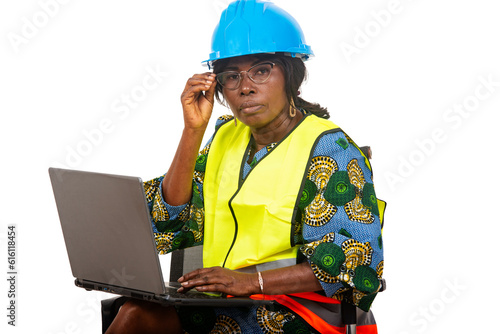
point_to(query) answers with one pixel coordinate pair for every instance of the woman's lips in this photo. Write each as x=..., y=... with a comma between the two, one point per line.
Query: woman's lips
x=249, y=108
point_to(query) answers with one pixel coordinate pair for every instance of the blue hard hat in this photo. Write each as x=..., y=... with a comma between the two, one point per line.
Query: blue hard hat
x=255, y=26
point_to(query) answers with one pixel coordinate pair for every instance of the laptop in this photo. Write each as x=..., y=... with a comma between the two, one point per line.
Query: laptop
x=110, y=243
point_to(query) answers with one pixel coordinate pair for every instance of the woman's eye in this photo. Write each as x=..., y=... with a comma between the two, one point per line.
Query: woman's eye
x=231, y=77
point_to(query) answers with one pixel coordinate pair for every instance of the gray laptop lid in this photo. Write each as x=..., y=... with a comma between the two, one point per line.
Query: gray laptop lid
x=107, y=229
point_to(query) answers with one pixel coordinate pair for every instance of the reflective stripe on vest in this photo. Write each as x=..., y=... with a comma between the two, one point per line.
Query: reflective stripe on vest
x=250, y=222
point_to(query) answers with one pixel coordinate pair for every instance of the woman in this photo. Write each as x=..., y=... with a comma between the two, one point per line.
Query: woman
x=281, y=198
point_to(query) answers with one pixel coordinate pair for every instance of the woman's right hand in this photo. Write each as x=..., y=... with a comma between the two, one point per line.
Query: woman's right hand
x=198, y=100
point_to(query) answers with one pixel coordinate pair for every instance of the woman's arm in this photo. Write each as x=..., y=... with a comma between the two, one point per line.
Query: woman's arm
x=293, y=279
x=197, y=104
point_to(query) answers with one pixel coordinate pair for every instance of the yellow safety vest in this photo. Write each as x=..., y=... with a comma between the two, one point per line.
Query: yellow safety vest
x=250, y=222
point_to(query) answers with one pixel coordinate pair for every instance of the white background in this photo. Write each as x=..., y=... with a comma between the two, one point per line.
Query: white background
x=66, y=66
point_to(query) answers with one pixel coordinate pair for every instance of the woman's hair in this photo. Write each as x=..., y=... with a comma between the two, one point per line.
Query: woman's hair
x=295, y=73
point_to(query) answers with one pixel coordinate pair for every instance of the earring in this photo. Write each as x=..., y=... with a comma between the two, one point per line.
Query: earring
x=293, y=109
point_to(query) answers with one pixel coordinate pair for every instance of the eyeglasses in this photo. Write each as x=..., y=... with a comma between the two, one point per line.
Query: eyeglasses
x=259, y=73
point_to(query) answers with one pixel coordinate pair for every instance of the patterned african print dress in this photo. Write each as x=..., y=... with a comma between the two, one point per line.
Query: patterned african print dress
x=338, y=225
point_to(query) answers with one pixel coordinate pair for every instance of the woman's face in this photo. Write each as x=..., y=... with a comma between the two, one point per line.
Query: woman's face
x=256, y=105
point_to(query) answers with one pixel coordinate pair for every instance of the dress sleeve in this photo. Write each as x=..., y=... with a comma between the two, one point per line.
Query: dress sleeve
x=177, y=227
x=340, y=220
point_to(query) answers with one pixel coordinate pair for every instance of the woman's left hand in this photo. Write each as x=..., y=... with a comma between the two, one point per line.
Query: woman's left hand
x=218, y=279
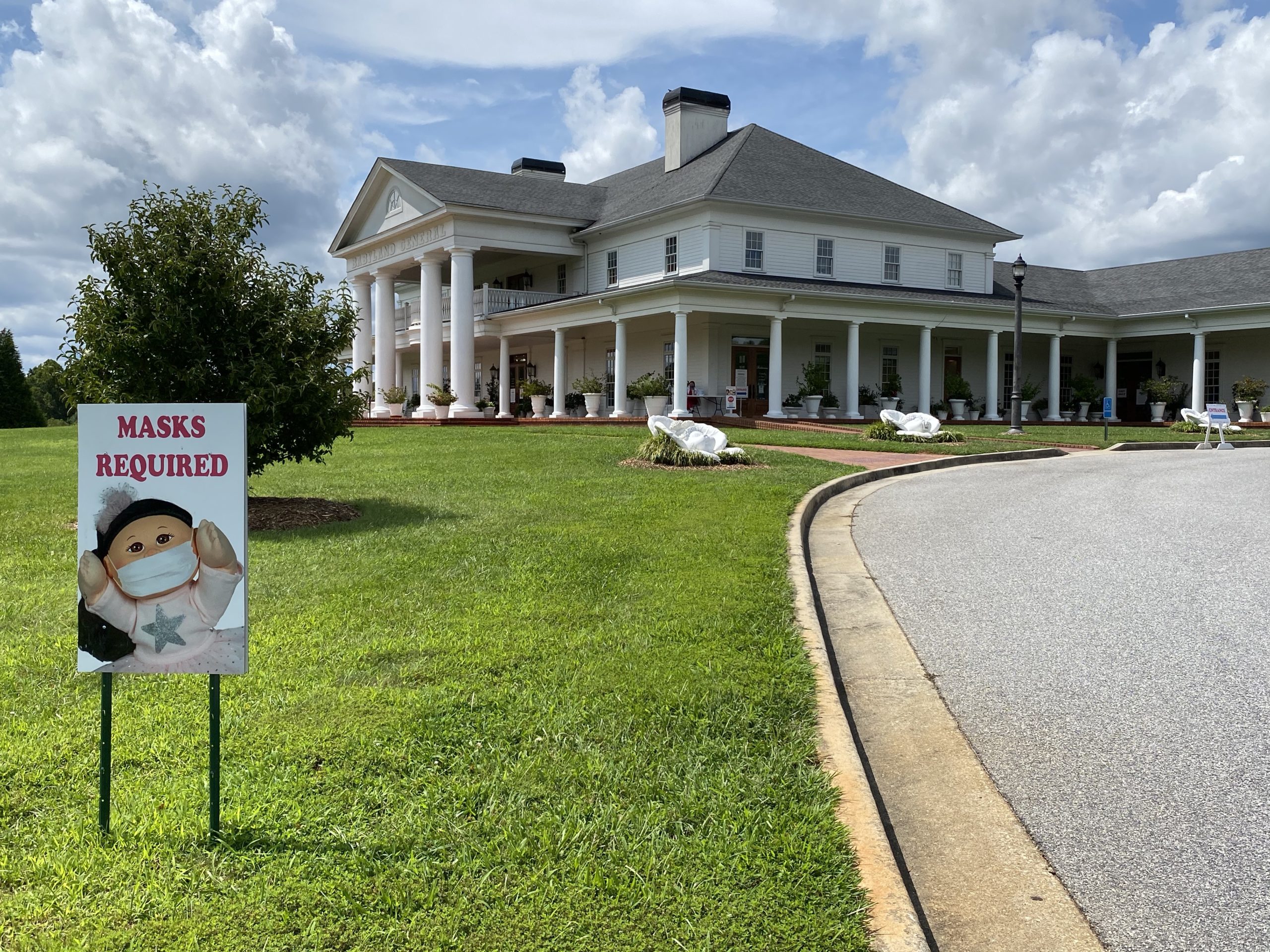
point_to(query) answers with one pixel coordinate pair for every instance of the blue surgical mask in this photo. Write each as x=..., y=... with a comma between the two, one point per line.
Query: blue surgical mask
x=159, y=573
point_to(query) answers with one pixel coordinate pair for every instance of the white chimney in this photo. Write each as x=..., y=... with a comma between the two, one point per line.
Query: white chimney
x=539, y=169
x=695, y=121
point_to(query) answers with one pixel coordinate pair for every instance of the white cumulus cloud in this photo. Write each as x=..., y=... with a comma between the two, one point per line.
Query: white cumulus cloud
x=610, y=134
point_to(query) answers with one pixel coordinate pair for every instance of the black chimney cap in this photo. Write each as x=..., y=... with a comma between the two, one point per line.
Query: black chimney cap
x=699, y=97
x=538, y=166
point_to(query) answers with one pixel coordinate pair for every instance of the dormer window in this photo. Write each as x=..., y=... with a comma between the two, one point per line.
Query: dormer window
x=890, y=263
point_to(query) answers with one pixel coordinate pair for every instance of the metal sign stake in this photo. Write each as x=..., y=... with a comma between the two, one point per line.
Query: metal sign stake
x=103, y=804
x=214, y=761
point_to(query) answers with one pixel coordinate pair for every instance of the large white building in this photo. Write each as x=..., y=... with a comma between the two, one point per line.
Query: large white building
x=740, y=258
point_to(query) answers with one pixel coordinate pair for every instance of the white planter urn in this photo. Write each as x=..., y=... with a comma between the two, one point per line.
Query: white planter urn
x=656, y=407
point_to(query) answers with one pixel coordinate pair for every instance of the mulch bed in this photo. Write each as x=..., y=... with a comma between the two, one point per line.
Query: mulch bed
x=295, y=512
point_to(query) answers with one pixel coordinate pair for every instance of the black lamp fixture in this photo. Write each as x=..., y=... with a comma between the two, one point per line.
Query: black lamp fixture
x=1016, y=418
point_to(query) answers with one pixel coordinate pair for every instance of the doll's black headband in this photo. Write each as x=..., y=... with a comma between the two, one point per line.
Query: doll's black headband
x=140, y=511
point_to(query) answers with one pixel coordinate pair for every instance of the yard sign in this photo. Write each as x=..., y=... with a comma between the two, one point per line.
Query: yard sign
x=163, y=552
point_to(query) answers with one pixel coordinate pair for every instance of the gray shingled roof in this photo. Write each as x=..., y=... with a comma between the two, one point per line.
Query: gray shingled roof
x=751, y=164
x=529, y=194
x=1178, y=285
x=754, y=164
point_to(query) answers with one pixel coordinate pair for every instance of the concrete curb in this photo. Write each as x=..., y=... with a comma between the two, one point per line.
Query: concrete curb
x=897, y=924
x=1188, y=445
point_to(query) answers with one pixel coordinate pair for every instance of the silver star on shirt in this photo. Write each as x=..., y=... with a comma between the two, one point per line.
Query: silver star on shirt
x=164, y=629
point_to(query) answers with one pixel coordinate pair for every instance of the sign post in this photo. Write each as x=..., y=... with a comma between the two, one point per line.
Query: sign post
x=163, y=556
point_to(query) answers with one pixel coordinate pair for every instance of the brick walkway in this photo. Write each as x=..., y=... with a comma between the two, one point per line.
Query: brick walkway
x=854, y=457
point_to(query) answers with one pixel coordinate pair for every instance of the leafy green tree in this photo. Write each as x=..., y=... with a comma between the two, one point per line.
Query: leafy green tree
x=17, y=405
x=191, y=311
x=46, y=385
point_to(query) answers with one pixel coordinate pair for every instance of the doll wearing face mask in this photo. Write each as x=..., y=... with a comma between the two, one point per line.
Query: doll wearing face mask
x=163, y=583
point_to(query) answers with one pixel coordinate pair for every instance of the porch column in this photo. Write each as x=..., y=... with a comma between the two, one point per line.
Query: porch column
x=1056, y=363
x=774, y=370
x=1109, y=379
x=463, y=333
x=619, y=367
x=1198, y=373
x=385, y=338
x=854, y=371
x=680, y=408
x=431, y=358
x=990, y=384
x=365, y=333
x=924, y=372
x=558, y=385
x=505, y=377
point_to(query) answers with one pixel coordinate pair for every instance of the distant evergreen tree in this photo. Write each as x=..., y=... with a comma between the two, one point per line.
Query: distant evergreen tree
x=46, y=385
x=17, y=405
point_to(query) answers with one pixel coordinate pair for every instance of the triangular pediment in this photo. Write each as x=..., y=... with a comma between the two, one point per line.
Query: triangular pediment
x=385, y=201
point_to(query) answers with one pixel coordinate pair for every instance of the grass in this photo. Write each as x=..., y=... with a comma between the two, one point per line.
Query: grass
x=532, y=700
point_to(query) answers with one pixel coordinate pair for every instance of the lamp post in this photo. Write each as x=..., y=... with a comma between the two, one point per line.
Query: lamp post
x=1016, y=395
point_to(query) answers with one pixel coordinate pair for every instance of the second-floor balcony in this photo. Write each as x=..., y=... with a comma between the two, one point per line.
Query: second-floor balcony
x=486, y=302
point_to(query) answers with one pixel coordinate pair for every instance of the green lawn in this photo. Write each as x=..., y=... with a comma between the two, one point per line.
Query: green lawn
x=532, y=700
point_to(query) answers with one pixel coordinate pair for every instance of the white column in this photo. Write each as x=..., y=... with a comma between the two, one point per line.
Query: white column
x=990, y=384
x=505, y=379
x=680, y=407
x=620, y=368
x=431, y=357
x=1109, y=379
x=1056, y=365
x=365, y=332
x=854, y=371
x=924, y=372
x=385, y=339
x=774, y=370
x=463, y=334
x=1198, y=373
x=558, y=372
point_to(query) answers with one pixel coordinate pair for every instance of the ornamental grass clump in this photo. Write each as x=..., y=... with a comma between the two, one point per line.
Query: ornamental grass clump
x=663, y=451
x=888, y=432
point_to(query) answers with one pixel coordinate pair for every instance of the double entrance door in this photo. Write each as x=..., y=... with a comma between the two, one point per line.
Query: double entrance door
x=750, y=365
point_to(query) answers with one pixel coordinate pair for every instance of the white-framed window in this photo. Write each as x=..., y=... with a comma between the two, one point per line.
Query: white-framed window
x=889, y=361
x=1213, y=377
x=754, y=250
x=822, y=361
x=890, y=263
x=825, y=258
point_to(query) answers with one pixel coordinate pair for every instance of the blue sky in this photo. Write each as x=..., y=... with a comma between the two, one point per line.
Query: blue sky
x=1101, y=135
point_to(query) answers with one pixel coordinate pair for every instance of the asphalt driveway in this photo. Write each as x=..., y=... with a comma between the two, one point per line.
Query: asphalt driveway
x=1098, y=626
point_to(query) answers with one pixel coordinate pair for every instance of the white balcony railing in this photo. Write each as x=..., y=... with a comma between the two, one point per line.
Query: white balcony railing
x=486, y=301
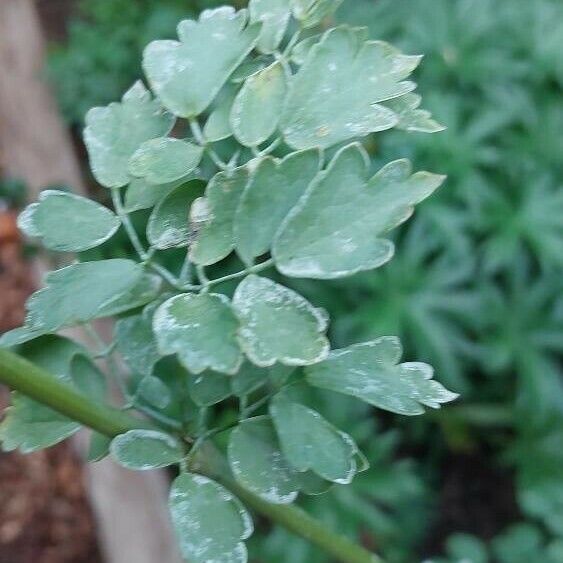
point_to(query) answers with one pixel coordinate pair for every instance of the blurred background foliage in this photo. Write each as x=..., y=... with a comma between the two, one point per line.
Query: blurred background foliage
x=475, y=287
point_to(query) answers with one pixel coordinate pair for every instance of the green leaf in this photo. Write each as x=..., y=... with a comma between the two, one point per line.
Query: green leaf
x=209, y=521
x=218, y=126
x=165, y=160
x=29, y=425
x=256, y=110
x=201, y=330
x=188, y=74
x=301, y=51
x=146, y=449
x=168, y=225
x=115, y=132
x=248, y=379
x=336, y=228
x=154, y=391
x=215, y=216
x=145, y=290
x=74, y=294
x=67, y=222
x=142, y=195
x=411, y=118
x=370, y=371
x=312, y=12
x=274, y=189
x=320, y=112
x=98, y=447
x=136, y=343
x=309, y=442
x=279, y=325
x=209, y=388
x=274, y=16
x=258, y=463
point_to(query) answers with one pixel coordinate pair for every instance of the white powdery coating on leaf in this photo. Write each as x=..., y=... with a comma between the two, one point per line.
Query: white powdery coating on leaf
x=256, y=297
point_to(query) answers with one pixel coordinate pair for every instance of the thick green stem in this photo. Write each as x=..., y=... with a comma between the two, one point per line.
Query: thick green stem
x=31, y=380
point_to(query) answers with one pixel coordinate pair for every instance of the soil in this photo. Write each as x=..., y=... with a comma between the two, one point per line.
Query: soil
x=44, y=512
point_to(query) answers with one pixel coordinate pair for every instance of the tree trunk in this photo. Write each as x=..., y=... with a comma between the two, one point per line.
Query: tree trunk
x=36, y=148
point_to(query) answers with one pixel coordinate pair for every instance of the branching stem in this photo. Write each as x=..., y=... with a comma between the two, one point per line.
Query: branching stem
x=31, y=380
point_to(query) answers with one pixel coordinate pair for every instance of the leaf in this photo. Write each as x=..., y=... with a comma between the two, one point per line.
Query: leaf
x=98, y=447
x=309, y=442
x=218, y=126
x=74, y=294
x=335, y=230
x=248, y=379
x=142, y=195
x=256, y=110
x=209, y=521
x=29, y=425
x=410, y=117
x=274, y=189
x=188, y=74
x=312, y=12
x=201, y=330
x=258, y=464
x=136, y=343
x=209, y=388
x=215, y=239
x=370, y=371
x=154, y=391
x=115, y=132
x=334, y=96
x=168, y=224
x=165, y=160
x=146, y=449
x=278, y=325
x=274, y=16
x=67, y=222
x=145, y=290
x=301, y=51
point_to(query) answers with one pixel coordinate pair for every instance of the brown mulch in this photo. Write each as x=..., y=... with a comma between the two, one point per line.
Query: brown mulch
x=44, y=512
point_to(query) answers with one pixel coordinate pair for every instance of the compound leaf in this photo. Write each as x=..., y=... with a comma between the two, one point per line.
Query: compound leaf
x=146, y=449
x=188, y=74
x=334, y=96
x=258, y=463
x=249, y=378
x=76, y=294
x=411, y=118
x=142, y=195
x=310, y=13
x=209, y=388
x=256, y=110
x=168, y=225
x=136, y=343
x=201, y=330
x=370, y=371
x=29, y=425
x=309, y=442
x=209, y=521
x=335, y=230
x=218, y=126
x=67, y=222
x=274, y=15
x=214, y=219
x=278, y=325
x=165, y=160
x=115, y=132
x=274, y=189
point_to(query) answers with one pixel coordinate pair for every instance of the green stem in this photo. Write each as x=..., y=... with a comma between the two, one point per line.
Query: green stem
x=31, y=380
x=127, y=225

______

- **WORK TO BE COMPLETED**
Write out, from the lines above, only those from the line with "the woman's eye" to the line with "the woman in", exactly as given, including the first and the last.

- **SOLUTION TO THE EXERCISE**
point_to(query) answers with one pixel coordinate pair for every instance of the woman's eye in this photo. Write each as x=..., y=... with a comma between the two, one point per line.
Query: woman's eye
x=231, y=77
point_to(query) answers with one pixel coordinate pair for every instance of the gray laptop lid in this photo. Write each as x=..., y=... with a comma between the two, one point per line.
Query: gray laptop lid
x=107, y=229
point_to(query) answers with one pixel coordinate pair for every instance of the reflective stripe on vest in this photo. Write each as x=..., y=... with a comma between the two, one point per line.
Query: reflective stripe on vest
x=250, y=222
point_to(query) answers with one pixel coordinate pair for every instance of the woman in this photo. Write each as x=..., y=... with a comma between the two, one point per line.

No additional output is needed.